Input records start
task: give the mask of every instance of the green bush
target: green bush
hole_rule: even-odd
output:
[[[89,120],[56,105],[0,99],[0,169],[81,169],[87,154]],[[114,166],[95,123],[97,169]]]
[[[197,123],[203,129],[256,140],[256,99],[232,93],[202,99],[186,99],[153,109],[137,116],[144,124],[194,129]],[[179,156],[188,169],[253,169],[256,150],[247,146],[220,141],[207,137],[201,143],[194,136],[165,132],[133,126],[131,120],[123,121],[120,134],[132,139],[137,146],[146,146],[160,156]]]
Input records end
◆ Problem: Edit the records so that each "green bush" reads "leafy shrub", leaving everything else unchanged.

◆ Written solution:
task: give the mask of every instance of the leafy shrub
target: leafy shrub
hole_rule: even-odd
output:
[[[89,120],[56,105],[0,99],[0,169],[81,169],[87,154]],[[114,166],[95,123],[97,169]]]
[[[197,123],[203,129],[256,140],[256,99],[232,93],[202,99],[186,99],[153,109],[137,116],[144,124],[194,129]],[[179,156],[188,169],[253,169],[256,150],[247,146],[220,141],[207,137],[201,143],[194,136],[165,132],[133,126],[131,120],[123,121],[120,134],[132,139],[137,146],[146,146],[160,156]]]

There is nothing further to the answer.